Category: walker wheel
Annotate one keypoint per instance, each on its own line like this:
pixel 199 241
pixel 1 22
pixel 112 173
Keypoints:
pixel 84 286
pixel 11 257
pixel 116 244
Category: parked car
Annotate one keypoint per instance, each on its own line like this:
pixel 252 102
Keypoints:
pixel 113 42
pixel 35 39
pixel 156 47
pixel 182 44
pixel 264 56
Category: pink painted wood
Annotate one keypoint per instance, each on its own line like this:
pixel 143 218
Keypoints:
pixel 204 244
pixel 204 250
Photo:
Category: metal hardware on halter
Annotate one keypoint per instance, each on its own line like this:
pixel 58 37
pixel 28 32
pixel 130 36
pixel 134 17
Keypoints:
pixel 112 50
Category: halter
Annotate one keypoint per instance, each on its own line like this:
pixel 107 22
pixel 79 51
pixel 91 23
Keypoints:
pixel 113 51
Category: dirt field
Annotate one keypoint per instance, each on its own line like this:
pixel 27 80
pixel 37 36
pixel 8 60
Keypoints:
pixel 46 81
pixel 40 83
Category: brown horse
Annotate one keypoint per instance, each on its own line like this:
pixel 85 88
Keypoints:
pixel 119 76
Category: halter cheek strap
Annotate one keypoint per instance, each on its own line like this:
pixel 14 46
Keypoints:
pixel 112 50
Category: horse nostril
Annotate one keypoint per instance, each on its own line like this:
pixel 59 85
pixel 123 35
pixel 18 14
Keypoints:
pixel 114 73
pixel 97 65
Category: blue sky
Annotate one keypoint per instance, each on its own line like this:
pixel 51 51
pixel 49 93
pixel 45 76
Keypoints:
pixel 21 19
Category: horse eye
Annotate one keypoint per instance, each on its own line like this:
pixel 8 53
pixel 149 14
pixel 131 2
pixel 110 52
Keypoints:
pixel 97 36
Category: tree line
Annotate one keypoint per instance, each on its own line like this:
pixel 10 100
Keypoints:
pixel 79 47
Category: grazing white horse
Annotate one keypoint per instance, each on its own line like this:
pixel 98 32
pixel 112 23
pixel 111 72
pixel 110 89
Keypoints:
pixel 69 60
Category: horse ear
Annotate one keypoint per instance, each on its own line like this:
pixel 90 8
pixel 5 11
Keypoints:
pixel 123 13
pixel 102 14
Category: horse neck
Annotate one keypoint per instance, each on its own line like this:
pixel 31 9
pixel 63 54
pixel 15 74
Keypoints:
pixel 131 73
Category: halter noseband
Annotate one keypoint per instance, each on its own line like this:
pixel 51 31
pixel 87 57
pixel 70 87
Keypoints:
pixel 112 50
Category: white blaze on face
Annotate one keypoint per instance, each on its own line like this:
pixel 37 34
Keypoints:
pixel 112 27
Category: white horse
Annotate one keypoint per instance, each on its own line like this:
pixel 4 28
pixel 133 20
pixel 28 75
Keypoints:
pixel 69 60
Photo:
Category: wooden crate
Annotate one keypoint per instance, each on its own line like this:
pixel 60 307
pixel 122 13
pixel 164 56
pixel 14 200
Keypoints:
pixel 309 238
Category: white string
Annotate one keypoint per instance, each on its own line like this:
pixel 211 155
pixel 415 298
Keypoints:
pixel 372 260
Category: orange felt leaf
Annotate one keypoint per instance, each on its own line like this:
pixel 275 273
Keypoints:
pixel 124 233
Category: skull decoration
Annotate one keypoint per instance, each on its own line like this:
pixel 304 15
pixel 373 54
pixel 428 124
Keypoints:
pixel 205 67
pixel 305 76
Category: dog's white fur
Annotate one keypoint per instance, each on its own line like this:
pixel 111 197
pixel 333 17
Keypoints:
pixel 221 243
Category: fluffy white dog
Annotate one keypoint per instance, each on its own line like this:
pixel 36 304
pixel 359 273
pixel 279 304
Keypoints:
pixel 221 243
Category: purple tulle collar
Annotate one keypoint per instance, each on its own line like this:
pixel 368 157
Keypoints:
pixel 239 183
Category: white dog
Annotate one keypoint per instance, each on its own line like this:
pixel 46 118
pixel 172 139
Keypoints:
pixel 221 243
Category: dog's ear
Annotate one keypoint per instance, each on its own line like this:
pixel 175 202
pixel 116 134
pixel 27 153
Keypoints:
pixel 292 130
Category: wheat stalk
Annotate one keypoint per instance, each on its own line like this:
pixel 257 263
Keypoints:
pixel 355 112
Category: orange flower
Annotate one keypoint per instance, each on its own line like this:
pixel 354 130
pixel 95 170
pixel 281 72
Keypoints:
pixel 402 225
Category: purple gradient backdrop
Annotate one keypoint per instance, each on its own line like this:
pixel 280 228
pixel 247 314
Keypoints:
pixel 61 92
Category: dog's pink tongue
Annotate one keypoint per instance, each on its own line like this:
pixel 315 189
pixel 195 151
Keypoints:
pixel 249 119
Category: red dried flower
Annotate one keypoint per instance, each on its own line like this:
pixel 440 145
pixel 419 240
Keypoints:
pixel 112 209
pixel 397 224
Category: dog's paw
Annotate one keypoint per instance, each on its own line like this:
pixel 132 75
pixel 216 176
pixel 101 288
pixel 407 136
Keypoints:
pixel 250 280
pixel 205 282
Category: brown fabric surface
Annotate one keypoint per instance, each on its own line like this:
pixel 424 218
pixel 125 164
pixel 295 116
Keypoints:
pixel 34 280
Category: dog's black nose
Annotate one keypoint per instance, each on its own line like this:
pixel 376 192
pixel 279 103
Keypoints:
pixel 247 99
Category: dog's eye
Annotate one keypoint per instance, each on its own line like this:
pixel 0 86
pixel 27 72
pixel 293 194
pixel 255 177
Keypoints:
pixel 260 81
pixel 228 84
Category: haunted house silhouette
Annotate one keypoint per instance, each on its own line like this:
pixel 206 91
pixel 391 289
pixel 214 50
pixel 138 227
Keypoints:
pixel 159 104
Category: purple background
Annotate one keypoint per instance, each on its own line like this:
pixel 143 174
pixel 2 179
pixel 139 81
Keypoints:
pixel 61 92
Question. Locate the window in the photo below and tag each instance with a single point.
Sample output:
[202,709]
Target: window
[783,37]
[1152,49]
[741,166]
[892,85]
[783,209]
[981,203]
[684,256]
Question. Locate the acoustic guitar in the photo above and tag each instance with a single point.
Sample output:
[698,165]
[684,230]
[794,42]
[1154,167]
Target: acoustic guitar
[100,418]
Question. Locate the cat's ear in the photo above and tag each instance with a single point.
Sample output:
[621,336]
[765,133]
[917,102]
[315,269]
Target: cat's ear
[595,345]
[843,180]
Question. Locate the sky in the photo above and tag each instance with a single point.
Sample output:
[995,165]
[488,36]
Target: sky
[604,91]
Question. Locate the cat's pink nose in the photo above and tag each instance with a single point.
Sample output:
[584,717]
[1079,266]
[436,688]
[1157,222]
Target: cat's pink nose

Aim of the task :: Set down the whole of the data, exactly as it stands.

Completed exercise ::
Category: walker wheel
Annotate one keypoint per instance, each on its own line like this:
pixel 199 241
pixel 1 22
pixel 112 173
Keypoints:
pixel 84 286
pixel 11 257
pixel 116 244
Category: parked car
Annotate one keypoint per instance, each on its own line like this:
pixel 252 102
Keypoints:
pixel 113 42
pixel 35 39
pixel 156 47
pixel 182 44
pixel 264 56
Category: pink painted wood
Annotate one keypoint per instance, each on its own line like this:
pixel 143 218
Keypoints:
pixel 204 244
pixel 204 250
Photo:
Category: metal hardware on halter
Annotate one keypoint per instance, each on its own line like this:
pixel 58 37
pixel 28 32
pixel 130 36
pixel 134 17
Keypoints:
pixel 112 50
Category: halter
Annotate one keypoint per instance, each on its own line like this:
pixel 107 22
pixel 79 51
pixel 91 23
Keypoints:
pixel 113 51
Category: dirt field
Annotate one keypoint per instance, each on its own line like this:
pixel 27 80
pixel 37 36
pixel 8 60
Keypoints:
pixel 46 81
pixel 40 83
Category: brown horse
Annotate one keypoint per instance, each on its own line like this:
pixel 85 88
Keypoints:
pixel 119 76
Category: halter cheek strap
Annotate one keypoint per instance, each on its own line like this:
pixel 14 46
Keypoints:
pixel 112 50
Category: horse nostril
Annotate one keypoint per instance, each on its own line like this:
pixel 59 85
pixel 123 35
pixel 18 14
Keypoints:
pixel 114 73
pixel 97 65
Category: blue sky
Annotate one keypoint per instance, each on its own line like this:
pixel 51 51
pixel 49 93
pixel 45 76
Keypoints:
pixel 21 19
Category: horse eye
Annotate one keypoint per instance, each on its own line like this:
pixel 8 53
pixel 149 14
pixel 131 2
pixel 110 52
Keypoints:
pixel 97 36
Category: tree line
Annotate one keypoint per instance, each on its own line like this:
pixel 10 100
Keypoints:
pixel 79 47
Category: grazing white horse
Annotate one keypoint per instance, each on its own line like this:
pixel 98 32
pixel 112 23
pixel 111 72
pixel 110 89
Keypoints:
pixel 69 60
Category: horse ear
Annotate one keypoint per instance, each on its own line like this:
pixel 90 8
pixel 5 11
Keypoints:
pixel 123 13
pixel 102 14
Category: horse neck
Annotate one keypoint per instance, each on its own line like this:
pixel 31 9
pixel 63 54
pixel 15 74
Keypoints:
pixel 131 73
Category: halter noseband
Annotate one keypoint per instance, each on its own line like this:
pixel 51 31
pixel 87 57
pixel 70 87
Keypoints:
pixel 112 50
Category: white blaze on face
Annotate one keypoint per instance, each on its own line like this:
pixel 37 34
Keypoints:
pixel 112 27
Category: white horse
Annotate one keypoint per instance, each on its own line like this:
pixel 4 28
pixel 133 20
pixel 28 75
Keypoints:
pixel 69 60
Photo:
Category: wooden crate
Annotate one keypoint per instance, each on its own line like this:
pixel 60 307
pixel 122 13
pixel 164 56
pixel 14 200
Keypoints:
pixel 309 238
Category: white string
Annotate one keypoint per instance, each on its own line like this:
pixel 211 155
pixel 415 298
Keypoints:
pixel 372 260
Category: orange felt leaf
Annotate one keypoint per instance, each on its own line like this:
pixel 275 273
Keypoints:
pixel 124 233
Category: skull decoration
Annotate one keypoint per instance, each on its own line like this:
pixel 304 15
pixel 373 54
pixel 428 124
Keypoints:
pixel 205 67
pixel 305 76
Category: dog's white fur
Annotate one keypoint per instance, each on its own line like this:
pixel 111 197
pixel 333 17
Keypoints:
pixel 221 243
Category: fluffy white dog
Annotate one keypoint per instance, each on its own line like this:
pixel 36 304
pixel 359 273
pixel 279 304
Keypoints:
pixel 221 243
Category: purple tulle collar
Annotate one keypoint per instance, each on its own line like this:
pixel 368 157
Keypoints:
pixel 239 183
Category: white dog
Annotate one keypoint per instance, each on its own line like this:
pixel 46 118
pixel 172 139
Keypoints:
pixel 221 243
Category: dog's ear
Annotate one keypoint per instance, each on its own line like this:
pixel 175 202
pixel 116 134
pixel 27 153
Keypoints:
pixel 292 130
Category: wheat stalk
Annotate one keypoint per instance, each on its own line like this:
pixel 257 263
Keypoints:
pixel 355 112
Category: orange flower
Annotate one keypoint per instance, each on its own line like this:
pixel 354 130
pixel 95 170
pixel 281 72
Keypoints:
pixel 402 225
Category: purple gradient backdrop
Annotate one keypoint per instance, each on its own line like this:
pixel 280 228
pixel 247 314
Keypoints:
pixel 61 92
Category: dog's pink tongue
Annotate one keypoint per instance, each on its own line like this:
pixel 315 189
pixel 195 151
Keypoints:
pixel 249 119
Category: red dried flower
Annotate one keypoint per instance, each on its own line like this:
pixel 440 145
pixel 419 240
Keypoints:
pixel 112 209
pixel 397 224
Category: dog's paw
Annotate one keypoint per instance, each on its own line like this:
pixel 132 75
pixel 216 176
pixel 101 288
pixel 407 136
Keypoints:
pixel 250 280
pixel 205 282
Category: brown fabric surface
Annotate one keypoint per instance, each on its own line like this:
pixel 424 218
pixel 125 164
pixel 295 116
Keypoints:
pixel 34 280
Category: dog's black nose
Annotate one keypoint per instance, each on its own line like this:
pixel 376 192
pixel 279 103
Keypoints:
pixel 247 99
Category: dog's eye
Annotate one keypoint per instance, each on its own line like this:
pixel 0 86
pixel 27 72
pixel 293 194
pixel 255 177
Keypoints:
pixel 260 81
pixel 228 84
Category: haunted house silhouette
Annotate one keypoint per instance, each on its own line like this:
pixel 206 91
pixel 391 289
pixel 214 50
pixel 138 227
Keypoints:
pixel 159 104
Category: purple background
Annotate one keypoint per instance, each on its own line like this:
pixel 143 174
pixel 2 179
pixel 139 81
Keypoints:
pixel 61 92
Question. Locate the window in the photo below and tag each instance with a single point.
Sample output:
[202,709]
Target: window
[783,37]
[1152,49]
[741,166]
[892,85]
[783,209]
[981,203]
[684,256]
Question. Locate the acoustic guitar in the photo above and tag each instance with a single point.
Sample output:
[698,165]
[684,230]
[794,42]
[1154,167]
Target: acoustic guitar
[100,418]
Question. Locate the cat's ear in the photo above and tag each instance with a single point.
Sample output:
[621,336]
[765,133]
[917,102]
[315,269]
Target: cat's ear
[595,345]
[843,180]
Question. Locate the sky in the photo above and tag each instance with a single point.
Sample output:
[995,165]
[488,36]
Target: sky
[604,91]
Question. Locate the cat's pink nose in the photo above and tag each instance with a single point.
Sample output:
[584,717]
[1079,266]
[436,688]
[1157,222]
Target: cat's pink nose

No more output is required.